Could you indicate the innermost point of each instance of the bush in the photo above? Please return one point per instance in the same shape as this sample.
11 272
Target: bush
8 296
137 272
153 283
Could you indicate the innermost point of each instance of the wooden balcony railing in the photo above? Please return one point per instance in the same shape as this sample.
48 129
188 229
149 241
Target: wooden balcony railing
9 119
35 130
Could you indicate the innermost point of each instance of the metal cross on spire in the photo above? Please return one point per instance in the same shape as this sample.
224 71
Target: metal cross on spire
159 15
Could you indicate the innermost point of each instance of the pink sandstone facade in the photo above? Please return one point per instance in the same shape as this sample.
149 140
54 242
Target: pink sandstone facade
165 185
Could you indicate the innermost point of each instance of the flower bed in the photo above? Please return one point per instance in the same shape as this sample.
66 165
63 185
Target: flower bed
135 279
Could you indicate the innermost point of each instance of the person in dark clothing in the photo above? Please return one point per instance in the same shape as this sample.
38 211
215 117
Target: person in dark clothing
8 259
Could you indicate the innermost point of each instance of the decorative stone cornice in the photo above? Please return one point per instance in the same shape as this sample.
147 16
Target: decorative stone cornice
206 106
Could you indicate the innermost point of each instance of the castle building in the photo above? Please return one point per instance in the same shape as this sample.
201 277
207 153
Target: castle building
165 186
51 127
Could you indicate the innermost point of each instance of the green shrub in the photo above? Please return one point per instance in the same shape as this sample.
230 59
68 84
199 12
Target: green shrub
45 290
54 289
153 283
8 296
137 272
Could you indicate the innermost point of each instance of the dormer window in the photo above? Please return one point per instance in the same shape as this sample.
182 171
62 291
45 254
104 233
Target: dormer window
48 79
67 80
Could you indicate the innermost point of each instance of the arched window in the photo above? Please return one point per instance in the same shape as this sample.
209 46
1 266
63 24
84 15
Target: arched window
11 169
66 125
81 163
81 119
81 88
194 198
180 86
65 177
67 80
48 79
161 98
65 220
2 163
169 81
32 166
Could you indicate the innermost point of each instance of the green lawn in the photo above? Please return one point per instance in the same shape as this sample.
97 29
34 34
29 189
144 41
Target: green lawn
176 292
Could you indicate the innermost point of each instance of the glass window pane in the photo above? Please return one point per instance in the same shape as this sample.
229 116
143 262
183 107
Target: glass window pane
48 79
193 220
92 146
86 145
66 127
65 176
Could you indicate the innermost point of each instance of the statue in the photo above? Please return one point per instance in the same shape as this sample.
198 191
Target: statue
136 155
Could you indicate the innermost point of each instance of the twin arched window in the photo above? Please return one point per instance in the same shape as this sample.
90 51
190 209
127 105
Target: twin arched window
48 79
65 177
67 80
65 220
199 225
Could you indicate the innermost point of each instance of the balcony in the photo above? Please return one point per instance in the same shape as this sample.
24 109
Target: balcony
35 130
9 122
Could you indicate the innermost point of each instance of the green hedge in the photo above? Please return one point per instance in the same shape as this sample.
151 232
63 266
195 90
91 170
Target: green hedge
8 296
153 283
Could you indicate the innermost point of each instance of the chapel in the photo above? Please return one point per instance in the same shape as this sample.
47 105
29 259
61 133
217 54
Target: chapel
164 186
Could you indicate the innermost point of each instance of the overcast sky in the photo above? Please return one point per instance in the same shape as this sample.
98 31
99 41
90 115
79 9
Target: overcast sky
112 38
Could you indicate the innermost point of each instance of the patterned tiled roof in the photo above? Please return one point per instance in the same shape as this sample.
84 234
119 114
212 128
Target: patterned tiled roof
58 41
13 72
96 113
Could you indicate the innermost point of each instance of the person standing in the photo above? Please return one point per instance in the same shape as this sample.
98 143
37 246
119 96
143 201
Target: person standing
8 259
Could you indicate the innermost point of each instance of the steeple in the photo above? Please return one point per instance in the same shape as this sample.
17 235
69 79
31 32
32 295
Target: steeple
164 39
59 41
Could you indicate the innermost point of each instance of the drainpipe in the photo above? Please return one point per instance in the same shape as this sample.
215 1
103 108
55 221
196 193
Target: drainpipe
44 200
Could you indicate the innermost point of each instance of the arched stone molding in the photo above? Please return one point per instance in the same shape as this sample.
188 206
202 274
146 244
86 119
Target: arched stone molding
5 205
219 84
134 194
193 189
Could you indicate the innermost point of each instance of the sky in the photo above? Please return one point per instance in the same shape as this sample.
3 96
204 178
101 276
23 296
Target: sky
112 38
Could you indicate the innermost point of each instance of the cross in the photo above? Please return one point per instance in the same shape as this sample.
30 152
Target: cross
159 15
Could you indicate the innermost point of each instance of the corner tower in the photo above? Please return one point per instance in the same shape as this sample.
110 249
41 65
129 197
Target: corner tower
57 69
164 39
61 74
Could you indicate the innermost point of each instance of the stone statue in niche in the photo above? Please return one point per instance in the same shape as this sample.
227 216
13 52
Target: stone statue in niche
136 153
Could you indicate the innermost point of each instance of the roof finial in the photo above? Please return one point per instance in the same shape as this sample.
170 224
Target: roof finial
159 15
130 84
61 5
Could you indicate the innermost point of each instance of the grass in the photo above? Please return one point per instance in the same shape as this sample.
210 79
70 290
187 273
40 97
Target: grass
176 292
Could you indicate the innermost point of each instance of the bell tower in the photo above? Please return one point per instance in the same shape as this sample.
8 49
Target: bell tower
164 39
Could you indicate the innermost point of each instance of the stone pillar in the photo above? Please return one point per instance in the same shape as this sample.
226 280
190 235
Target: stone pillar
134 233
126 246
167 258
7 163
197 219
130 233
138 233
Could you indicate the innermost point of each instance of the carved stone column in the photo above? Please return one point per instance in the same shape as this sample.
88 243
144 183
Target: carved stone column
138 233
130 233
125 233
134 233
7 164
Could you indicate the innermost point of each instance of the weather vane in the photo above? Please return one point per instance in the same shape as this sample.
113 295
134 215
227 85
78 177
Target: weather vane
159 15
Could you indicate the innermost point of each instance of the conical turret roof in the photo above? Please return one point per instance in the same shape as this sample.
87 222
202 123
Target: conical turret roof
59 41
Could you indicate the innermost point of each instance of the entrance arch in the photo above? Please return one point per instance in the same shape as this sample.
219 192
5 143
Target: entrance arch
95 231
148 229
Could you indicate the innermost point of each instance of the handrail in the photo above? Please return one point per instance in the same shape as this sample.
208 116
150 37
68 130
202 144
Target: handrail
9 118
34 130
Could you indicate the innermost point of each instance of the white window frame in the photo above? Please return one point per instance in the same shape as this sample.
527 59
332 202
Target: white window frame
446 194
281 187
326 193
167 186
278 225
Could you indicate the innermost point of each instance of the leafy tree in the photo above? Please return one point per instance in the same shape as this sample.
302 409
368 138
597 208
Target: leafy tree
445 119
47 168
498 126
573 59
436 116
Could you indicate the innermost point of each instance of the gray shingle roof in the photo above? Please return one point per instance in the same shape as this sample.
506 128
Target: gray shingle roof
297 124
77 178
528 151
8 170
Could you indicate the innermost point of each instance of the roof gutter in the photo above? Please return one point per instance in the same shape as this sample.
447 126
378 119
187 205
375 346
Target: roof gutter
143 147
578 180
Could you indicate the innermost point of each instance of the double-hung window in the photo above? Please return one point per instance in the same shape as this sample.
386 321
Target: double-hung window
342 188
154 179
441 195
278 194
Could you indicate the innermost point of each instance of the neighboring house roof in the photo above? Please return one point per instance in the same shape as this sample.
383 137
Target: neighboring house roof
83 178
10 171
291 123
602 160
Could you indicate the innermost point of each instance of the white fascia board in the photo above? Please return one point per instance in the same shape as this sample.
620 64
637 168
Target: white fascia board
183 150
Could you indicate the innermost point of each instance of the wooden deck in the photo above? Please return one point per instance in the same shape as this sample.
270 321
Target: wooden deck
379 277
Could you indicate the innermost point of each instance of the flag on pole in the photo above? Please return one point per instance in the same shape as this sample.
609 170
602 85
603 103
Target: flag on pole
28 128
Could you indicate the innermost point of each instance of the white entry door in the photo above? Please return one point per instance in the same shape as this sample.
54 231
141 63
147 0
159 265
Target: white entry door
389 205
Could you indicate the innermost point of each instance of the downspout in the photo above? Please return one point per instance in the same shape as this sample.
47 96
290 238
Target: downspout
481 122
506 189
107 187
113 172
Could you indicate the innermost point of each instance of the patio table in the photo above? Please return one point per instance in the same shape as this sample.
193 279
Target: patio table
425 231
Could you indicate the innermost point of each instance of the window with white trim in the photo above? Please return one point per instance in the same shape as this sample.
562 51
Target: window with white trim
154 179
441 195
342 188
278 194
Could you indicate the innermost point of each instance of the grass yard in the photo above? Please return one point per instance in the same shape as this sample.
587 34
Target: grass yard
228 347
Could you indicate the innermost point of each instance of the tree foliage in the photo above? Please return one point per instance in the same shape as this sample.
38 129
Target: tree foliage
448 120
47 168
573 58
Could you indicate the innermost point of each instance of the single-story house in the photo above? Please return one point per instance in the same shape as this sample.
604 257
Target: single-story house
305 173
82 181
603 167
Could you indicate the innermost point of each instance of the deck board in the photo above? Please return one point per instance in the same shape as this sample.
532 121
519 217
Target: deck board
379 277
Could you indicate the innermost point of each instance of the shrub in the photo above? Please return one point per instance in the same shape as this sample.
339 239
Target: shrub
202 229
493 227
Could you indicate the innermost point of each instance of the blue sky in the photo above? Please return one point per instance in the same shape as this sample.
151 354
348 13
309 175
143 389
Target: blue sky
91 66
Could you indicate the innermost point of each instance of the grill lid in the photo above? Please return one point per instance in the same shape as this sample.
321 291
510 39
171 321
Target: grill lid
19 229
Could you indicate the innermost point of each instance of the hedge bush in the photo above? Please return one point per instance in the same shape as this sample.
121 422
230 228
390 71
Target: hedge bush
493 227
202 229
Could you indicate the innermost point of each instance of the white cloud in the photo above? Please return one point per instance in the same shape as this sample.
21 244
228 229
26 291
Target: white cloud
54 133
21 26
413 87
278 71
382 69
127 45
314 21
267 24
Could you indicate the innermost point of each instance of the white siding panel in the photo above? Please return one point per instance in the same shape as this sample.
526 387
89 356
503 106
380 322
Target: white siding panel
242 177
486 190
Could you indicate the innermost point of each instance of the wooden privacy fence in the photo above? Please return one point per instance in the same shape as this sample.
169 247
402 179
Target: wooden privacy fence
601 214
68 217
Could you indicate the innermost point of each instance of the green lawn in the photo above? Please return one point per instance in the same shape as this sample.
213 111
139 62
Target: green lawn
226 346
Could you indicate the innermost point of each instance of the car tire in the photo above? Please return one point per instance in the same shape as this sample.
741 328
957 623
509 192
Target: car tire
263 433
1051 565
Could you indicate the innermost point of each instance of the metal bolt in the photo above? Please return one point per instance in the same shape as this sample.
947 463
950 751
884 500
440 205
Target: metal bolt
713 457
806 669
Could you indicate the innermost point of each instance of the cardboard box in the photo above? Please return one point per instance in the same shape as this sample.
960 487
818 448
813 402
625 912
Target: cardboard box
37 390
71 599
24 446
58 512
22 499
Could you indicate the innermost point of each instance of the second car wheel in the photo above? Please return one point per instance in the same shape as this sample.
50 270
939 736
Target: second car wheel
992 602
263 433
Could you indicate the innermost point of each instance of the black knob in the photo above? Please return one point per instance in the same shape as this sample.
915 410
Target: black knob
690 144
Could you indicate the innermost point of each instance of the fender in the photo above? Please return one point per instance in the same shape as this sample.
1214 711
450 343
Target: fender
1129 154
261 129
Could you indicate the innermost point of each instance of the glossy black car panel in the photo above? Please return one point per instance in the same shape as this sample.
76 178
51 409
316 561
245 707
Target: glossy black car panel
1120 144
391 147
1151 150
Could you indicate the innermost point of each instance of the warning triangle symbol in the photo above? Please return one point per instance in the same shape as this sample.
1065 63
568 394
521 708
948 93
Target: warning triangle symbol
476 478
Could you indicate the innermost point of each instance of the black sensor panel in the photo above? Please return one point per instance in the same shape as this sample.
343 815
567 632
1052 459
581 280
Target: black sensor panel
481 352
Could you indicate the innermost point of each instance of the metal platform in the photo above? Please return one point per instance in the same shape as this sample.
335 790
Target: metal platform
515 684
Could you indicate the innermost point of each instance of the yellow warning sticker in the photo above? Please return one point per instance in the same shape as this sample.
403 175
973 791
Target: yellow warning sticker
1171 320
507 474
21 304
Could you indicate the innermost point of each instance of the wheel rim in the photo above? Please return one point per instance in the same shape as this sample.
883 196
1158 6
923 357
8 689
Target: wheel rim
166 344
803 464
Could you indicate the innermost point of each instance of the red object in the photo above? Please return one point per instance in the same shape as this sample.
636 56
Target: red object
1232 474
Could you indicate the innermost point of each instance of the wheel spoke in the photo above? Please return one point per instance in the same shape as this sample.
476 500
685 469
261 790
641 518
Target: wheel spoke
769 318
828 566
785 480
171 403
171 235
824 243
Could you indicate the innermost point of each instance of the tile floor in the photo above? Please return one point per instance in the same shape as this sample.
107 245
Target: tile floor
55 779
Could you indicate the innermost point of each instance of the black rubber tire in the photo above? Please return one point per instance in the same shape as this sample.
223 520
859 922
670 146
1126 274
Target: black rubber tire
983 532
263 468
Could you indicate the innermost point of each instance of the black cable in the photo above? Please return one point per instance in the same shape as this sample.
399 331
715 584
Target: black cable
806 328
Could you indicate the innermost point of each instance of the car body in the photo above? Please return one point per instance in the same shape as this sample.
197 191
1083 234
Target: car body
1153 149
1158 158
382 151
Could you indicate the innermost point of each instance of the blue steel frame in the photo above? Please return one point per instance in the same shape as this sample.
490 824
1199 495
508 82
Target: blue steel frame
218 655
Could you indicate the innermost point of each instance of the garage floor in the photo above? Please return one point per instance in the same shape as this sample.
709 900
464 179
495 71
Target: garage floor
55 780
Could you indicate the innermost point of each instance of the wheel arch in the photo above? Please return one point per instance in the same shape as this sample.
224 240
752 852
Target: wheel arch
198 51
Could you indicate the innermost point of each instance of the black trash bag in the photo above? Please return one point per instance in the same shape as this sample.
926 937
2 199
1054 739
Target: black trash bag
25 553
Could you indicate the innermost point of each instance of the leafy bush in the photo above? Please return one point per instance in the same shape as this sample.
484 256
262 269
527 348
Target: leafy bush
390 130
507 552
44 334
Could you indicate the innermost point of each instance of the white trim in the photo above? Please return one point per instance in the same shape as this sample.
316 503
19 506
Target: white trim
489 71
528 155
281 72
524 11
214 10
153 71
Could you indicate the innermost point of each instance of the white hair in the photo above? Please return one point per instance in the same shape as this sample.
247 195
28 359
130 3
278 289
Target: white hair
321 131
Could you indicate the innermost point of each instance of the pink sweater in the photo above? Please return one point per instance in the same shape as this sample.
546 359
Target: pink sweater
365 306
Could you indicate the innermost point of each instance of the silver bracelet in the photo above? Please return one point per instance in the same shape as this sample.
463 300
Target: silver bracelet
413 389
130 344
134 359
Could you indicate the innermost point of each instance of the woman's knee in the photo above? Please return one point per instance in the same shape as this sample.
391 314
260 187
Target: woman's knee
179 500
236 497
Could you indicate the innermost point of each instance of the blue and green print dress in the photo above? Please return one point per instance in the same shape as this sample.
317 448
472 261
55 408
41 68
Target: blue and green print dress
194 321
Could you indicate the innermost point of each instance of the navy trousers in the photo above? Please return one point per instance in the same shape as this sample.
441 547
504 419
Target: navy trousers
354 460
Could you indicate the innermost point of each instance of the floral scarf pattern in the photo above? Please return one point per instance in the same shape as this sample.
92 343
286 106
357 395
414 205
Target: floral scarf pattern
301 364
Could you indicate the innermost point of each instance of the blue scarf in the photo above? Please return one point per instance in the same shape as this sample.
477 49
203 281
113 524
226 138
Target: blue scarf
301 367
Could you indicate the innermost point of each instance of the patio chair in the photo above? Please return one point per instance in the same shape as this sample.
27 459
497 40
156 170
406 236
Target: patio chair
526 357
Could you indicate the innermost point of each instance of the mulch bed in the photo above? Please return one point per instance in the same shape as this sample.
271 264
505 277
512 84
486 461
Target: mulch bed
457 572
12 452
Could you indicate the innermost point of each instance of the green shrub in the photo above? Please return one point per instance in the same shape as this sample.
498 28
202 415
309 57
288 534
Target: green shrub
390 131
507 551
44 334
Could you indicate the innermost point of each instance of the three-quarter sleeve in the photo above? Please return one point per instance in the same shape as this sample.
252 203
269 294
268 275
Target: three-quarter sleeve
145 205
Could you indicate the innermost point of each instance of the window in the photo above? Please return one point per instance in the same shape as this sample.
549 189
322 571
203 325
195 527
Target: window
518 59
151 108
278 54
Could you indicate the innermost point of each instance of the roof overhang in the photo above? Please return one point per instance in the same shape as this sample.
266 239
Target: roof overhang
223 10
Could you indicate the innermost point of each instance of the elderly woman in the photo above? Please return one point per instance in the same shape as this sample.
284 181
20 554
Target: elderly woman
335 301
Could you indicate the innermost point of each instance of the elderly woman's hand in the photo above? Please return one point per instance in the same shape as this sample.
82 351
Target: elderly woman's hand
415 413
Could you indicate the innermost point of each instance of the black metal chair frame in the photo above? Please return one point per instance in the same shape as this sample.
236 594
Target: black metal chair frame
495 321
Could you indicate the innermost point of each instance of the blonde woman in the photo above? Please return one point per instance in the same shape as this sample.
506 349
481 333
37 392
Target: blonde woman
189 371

WHAT YOU NEED TO DO. Starting with the line that contains "the black metal", repeat each line through the last one exactly as it appears. Include both ends and nothing more.

ANSWER IN FULL.
Could you indicate the innermost point of each instance of the black metal chair frame in the photo above? Please return one point per instance in the same shape as this sample.
236 594
Target: black metal chair frame
495 321
Could you indicate the innermost point of each instance of the blonde woman in the photo above? Please return one point per instance in the same shape as this sample.
506 349
481 333
37 392
Target: blonde woman
189 371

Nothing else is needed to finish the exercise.